- [DATA FOR THIS EXERCISE]:
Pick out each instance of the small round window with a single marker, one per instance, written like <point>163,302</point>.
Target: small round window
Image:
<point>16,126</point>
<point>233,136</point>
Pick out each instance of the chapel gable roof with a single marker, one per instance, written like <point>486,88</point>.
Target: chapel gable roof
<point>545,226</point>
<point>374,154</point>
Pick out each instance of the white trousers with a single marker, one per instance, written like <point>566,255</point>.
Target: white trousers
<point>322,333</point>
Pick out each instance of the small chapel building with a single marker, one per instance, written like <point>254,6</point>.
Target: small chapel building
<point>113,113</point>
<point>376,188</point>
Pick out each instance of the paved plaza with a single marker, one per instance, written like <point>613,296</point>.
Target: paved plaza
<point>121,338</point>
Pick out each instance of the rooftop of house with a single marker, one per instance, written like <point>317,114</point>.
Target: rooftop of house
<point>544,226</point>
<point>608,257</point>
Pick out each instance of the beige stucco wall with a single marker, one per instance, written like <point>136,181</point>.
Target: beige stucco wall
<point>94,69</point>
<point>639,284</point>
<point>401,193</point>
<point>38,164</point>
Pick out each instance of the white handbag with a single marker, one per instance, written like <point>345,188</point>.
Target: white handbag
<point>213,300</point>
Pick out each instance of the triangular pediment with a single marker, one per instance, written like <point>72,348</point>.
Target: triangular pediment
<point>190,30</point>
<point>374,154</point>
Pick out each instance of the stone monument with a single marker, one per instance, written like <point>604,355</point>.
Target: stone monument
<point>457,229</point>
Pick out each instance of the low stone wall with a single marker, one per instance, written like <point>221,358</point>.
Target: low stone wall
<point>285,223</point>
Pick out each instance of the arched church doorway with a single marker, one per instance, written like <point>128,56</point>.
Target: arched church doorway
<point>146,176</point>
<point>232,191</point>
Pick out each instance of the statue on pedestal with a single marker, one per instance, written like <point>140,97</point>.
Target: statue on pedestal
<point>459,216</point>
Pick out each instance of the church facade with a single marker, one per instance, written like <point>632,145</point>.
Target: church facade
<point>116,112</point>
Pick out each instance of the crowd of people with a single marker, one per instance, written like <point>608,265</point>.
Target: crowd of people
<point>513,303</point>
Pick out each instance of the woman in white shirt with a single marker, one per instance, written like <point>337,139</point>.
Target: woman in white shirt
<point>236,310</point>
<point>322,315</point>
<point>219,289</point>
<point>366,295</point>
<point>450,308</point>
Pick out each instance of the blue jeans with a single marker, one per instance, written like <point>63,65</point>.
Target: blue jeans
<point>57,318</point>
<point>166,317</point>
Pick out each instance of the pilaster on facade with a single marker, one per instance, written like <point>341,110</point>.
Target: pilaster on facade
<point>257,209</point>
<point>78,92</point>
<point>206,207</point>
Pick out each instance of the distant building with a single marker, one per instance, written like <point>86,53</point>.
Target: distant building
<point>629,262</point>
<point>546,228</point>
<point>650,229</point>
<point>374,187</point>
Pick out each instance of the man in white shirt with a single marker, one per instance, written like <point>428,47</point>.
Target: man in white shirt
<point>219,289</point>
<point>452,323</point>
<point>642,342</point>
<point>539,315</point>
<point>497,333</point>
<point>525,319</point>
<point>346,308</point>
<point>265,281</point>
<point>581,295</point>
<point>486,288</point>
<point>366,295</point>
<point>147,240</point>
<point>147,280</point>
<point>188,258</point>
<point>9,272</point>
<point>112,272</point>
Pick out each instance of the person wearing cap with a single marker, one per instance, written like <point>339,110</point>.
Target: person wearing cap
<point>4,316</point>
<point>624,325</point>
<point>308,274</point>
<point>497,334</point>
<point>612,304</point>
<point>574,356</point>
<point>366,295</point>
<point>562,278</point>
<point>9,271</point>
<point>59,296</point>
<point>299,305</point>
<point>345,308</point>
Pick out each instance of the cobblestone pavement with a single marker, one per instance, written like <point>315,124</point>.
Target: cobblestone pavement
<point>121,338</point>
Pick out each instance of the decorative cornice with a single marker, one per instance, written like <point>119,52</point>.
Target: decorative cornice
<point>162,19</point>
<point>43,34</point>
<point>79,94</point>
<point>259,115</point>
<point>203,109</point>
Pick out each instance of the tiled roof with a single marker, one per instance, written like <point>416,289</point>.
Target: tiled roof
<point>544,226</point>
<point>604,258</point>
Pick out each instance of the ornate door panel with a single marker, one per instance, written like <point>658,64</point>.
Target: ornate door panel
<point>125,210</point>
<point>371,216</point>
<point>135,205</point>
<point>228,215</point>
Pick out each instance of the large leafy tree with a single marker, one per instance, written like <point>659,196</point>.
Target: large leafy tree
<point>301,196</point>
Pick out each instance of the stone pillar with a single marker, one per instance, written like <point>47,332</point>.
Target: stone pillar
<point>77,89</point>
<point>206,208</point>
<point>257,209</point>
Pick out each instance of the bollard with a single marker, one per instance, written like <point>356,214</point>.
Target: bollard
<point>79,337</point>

- [PROBLEM TO SOLVE]:
Retype all the records above without changing a word.

- [RESULT FOR THIS TASK]:
Pick out each instance of the small round window with a single marker, one per instance, written like <point>163,302</point>.
Target: small round window
Image:
<point>16,126</point>
<point>233,136</point>
Pick out each instance of the chapel gable roof with a single marker, one per instance, written like <point>486,88</point>.
Target: chapel gable roof
<point>545,226</point>
<point>374,154</point>
Pick out each instance of the white trousers with a single marker, one per instance, written like <point>566,255</point>.
Target: white trousers
<point>322,333</point>
Pick out each instance of the small chapel building with a single marker, one per instance, written like <point>254,6</point>.
Target: small chapel building
<point>113,113</point>
<point>376,188</point>
Pick out each instance of the paved plaza with a single marker, one per instance, written like <point>613,296</point>.
Target: paved plaza
<point>121,338</point>
Pick out each instance of the rooftop of house with a single marker, one per instance, written like <point>317,114</point>.
Target: rooftop of house
<point>544,226</point>
<point>608,257</point>
Pick out each instance of the beige stucco wall with a single marker, one per instance, written like <point>136,181</point>.
Target: beige stucco wall
<point>94,69</point>
<point>639,284</point>
<point>401,193</point>
<point>38,164</point>
Pick out each instance of the white handbag with a single marker, one per instance, written like <point>345,188</point>.
Target: white handbag
<point>213,300</point>
Pick out each instance of the triangular pediment with a single marker, one per instance, written like <point>72,348</point>.
Target: triangular pediment
<point>190,30</point>
<point>374,154</point>
Pick out each instance of the stone monument with a single marker, one per instance, written like <point>604,355</point>.
Target: stone monument
<point>457,229</point>
Pick out each instance of the low stone wall with a single marker, one per instance, written like <point>221,358</point>.
Target: low stone wall
<point>285,223</point>
Pick out each instance of the arched church doorway with a single marker, one per instance, written like <point>128,56</point>.
Target: arched church doorway
<point>146,176</point>
<point>232,191</point>
Pick out each instance of the statue on pedestal with a single marker, one per instance, written like <point>140,97</point>.
Target: statue on pedestal
<point>459,216</point>
Pick out each instance of the church facade with a single marker, one per instance, written like <point>632,145</point>.
Target: church facade
<point>116,112</point>
Pick out each instance of the crowd of people with a single marker, one per instance, written like <point>608,265</point>.
Target: crowd of people
<point>513,303</point>
Pick out each instance of the woman in white shirt with a single marker, one per instance, written like <point>337,139</point>.
Target: woman in white shirt
<point>236,310</point>
<point>322,315</point>
<point>219,289</point>
<point>366,295</point>
<point>450,308</point>
Pick out each instance of the blue jeans with a single marker, one per instance, written like <point>63,65</point>.
Target: blue jeans
<point>57,318</point>
<point>166,317</point>
Pick out each instance of the pilaster on facade with a single marker, one per instance, written like <point>341,110</point>.
Target: pilaster on facade
<point>257,209</point>
<point>78,92</point>
<point>206,207</point>
Pick out each instance of the distant building with a single marker, one per instance, written like <point>86,53</point>.
Target: distant building
<point>629,262</point>
<point>546,228</point>
<point>650,229</point>
<point>374,187</point>
Pick out each instance of the man in white shirt with a single marker, one per instance, written like <point>428,47</point>.
Target: man in white shirt
<point>219,289</point>
<point>452,323</point>
<point>642,342</point>
<point>539,315</point>
<point>497,333</point>
<point>525,319</point>
<point>346,308</point>
<point>265,281</point>
<point>581,295</point>
<point>486,288</point>
<point>366,295</point>
<point>147,240</point>
<point>147,280</point>
<point>188,258</point>
<point>9,272</point>
<point>112,272</point>
Pick out each instance of the person wearing cap with a single marker, one per instance, written like <point>339,110</point>.
Target: person wearing cap
<point>4,316</point>
<point>624,325</point>
<point>308,274</point>
<point>497,334</point>
<point>612,304</point>
<point>574,356</point>
<point>366,295</point>
<point>562,278</point>
<point>9,271</point>
<point>59,296</point>
<point>299,305</point>
<point>345,308</point>
Pick out each instance of the cobblestone pavement with a single marker, one per instance, written like <point>315,124</point>.
Target: cobblestone pavement
<point>121,338</point>
Pick out each instance of the decorative cornice with a single marker, one per instance, written like <point>119,52</point>.
Target: decorative cornice
<point>162,19</point>
<point>43,34</point>
<point>79,94</point>
<point>259,115</point>
<point>203,109</point>
Pick out each instance of the tiled roof with a single marker, one per instance, written like <point>416,289</point>.
Target: tiled roof
<point>544,226</point>
<point>604,258</point>
Pick out each instance of the ornate door panel with a single marker, one per instance, written like <point>658,64</point>.
Target: ornate door panel
<point>125,210</point>
<point>371,216</point>
<point>135,205</point>
<point>228,215</point>
Pick out each instance of the large leafy tree with a single marker, one per instance, written like <point>659,196</point>.
Target: large leafy tree
<point>301,196</point>
Pick out each instance of the stone pillar with a single marker, one per instance, written like <point>47,332</point>.
Target: stone pillar
<point>77,89</point>
<point>206,208</point>
<point>257,209</point>
Pick out each instance of the bollard with a single marker, one per instance, written like <point>356,214</point>.
Target: bollard
<point>79,337</point>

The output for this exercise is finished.